GIVEN EXERCISE.
Rewrite the lines from the line with "Task: Where can the underwater" to the line with "[[467, 408], [473, 272]]", requests included, and increase every x and y coordinate in the answers by 73, leaving everything else unchanged.

AVAILABLE RECORDS.
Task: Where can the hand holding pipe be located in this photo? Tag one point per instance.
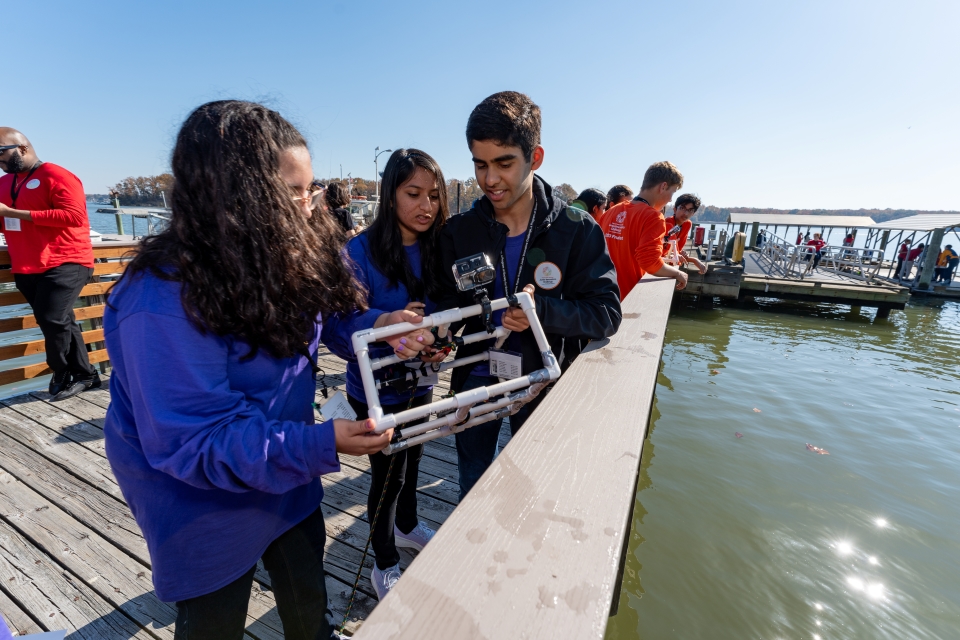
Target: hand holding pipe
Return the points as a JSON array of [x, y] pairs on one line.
[[362, 340]]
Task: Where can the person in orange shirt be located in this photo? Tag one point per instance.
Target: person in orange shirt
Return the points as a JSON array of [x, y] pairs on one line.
[[618, 193], [593, 201], [678, 228], [634, 230]]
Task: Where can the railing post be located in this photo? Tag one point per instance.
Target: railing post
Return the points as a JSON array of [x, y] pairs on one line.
[[930, 259]]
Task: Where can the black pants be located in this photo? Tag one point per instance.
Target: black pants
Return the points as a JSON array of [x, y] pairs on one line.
[[400, 501], [295, 563], [52, 295]]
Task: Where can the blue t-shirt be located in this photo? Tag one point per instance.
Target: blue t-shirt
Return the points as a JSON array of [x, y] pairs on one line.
[[382, 298], [216, 454], [511, 251]]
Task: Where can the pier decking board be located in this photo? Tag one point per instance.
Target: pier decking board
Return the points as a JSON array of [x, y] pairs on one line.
[[73, 549]]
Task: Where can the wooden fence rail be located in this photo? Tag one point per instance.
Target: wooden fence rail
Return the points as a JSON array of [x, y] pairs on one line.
[[109, 262], [535, 549]]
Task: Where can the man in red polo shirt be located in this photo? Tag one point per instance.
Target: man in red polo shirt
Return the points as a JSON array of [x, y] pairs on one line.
[[678, 228], [44, 221], [634, 230]]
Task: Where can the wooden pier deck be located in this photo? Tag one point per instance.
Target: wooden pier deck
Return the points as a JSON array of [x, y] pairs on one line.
[[72, 557], [760, 281]]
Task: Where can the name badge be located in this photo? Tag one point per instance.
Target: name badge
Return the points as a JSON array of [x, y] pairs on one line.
[[337, 407], [505, 364]]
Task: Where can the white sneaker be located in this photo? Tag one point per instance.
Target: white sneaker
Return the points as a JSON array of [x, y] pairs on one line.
[[416, 539], [384, 580]]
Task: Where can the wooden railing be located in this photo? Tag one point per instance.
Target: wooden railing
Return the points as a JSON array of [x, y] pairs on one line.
[[536, 549], [92, 305]]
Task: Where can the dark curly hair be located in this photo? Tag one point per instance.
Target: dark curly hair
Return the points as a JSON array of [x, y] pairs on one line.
[[386, 243], [252, 265], [509, 118]]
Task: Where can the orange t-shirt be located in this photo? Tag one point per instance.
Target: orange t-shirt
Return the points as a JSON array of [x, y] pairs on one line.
[[634, 232]]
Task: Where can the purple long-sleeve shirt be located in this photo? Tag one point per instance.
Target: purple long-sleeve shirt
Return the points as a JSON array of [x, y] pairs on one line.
[[216, 456]]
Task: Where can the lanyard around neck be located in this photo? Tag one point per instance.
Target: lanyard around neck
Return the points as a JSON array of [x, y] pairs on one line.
[[523, 255], [15, 190]]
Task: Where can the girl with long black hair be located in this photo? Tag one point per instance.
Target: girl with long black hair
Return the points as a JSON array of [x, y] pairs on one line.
[[397, 262], [213, 334]]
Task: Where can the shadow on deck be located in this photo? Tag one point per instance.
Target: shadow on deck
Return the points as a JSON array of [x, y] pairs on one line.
[[72, 557]]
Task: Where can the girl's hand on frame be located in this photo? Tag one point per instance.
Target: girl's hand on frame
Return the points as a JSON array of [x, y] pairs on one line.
[[406, 345], [357, 438]]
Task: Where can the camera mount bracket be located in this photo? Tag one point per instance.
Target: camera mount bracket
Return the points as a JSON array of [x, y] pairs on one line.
[[467, 408]]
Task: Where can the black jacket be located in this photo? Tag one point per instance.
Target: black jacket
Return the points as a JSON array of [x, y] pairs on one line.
[[585, 304]]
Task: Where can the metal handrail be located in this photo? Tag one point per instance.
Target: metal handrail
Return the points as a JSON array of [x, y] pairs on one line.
[[786, 257], [863, 264]]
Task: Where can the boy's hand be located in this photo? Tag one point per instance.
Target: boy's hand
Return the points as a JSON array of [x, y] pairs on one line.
[[514, 318]]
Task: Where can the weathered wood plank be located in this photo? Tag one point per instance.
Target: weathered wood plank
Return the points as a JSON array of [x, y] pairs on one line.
[[93, 289], [111, 250], [534, 550], [78, 406], [99, 269], [94, 508], [80, 462], [32, 371], [119, 579], [19, 622], [55, 597], [30, 322], [37, 346]]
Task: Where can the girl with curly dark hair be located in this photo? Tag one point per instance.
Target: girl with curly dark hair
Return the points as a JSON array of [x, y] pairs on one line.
[[213, 333], [397, 260]]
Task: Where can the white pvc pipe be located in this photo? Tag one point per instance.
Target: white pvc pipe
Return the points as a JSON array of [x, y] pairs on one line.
[[464, 400]]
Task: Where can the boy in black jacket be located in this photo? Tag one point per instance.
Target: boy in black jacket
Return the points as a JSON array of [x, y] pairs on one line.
[[560, 251]]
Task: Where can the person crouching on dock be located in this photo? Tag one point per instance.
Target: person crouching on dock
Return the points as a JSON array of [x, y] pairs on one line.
[[678, 227], [396, 261], [634, 230], [213, 332]]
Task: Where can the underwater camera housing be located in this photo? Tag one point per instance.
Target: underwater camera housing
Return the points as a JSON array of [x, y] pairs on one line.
[[467, 408], [473, 272]]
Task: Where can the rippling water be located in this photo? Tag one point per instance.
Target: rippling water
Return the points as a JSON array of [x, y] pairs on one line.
[[758, 536]]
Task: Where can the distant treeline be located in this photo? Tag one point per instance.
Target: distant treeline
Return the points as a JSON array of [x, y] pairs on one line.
[[147, 190], [721, 214]]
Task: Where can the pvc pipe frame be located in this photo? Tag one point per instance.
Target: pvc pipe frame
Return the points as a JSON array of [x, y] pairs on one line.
[[461, 404]]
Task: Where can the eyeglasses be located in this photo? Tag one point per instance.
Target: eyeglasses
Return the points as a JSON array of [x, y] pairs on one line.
[[308, 197]]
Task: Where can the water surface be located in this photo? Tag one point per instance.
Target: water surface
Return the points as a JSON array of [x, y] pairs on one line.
[[759, 537]]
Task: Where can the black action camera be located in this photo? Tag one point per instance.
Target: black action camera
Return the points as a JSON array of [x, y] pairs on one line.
[[473, 272]]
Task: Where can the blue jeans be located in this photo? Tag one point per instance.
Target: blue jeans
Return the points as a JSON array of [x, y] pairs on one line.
[[477, 446]]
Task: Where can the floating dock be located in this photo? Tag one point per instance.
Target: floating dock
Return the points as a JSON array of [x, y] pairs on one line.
[[759, 277]]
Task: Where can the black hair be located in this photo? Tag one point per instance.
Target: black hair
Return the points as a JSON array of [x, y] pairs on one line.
[[617, 192], [509, 118], [251, 264], [386, 243], [592, 198], [685, 199]]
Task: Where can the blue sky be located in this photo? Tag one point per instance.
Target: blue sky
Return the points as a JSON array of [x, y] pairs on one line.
[[782, 104]]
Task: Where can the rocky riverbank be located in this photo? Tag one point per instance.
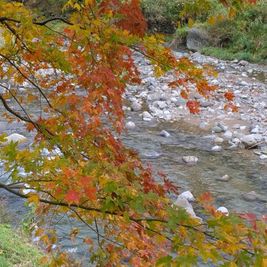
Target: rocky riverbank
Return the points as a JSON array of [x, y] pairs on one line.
[[154, 100]]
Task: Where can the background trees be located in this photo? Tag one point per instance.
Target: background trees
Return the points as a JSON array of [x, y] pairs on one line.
[[74, 80]]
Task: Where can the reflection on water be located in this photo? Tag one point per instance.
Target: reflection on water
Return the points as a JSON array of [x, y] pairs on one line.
[[247, 172]]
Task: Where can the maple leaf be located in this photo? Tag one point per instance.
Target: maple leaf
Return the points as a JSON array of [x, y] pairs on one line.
[[193, 106], [229, 96], [90, 192], [72, 197]]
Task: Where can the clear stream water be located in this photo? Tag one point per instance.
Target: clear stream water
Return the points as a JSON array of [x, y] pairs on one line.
[[247, 172]]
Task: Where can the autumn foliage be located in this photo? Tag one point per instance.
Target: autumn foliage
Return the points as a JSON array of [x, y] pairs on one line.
[[74, 80]]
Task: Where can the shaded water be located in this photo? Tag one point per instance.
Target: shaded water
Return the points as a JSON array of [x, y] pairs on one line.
[[247, 172]]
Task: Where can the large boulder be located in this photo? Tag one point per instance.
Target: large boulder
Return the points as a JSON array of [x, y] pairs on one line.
[[197, 38]]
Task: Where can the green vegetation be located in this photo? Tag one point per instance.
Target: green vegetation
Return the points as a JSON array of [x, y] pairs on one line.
[[162, 15], [243, 37], [15, 249]]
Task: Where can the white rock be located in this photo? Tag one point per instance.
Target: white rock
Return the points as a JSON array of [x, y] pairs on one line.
[[263, 157], [187, 195], [250, 196], [251, 139], [15, 138], [130, 125], [184, 203], [136, 106], [216, 149], [228, 135], [147, 116], [224, 178], [218, 140], [190, 159], [164, 133], [223, 210]]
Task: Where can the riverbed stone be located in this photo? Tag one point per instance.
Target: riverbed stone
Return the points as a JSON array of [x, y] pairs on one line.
[[147, 116], [187, 195], [136, 106], [152, 155], [190, 159], [130, 125], [251, 140], [218, 140], [250, 196], [224, 178], [216, 149], [164, 133], [263, 157]]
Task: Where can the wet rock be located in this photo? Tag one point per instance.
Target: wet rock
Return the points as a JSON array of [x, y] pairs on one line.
[[190, 159], [250, 196], [228, 135], [223, 210], [164, 133], [130, 125], [136, 106], [206, 104], [184, 203], [218, 140], [160, 104], [217, 129], [255, 130], [216, 149], [251, 140], [224, 178], [152, 155], [263, 157], [187, 195], [243, 63], [147, 116]]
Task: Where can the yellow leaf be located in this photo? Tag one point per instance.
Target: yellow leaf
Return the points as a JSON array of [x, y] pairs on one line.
[[34, 198], [190, 23]]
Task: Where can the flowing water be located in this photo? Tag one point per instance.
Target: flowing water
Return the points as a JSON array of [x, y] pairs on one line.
[[247, 172]]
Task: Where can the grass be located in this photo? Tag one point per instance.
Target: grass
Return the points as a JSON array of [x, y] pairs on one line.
[[16, 250], [228, 54]]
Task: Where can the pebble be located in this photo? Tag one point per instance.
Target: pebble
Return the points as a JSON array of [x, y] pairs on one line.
[[250, 196], [228, 135], [187, 195], [216, 149], [130, 125], [218, 140], [184, 203], [190, 159], [223, 210], [152, 155], [136, 106], [164, 133], [147, 116], [224, 178], [251, 140], [263, 157]]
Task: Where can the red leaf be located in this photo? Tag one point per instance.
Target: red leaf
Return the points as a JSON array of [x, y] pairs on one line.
[[90, 192], [229, 96], [193, 106], [72, 197]]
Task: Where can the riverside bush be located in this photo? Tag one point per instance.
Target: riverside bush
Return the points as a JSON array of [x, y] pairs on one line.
[[243, 37]]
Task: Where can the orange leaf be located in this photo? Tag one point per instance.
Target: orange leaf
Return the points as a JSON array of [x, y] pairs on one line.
[[229, 96], [72, 197], [193, 106]]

FINAL ANSWER.
Task: Where can the underwater camera housing be located in this photo? Tag one point per instance.
Target: underwater camera housing
Return the points as a JSON array of [x, y] pairs on one line.
[[540, 481], [546, 345]]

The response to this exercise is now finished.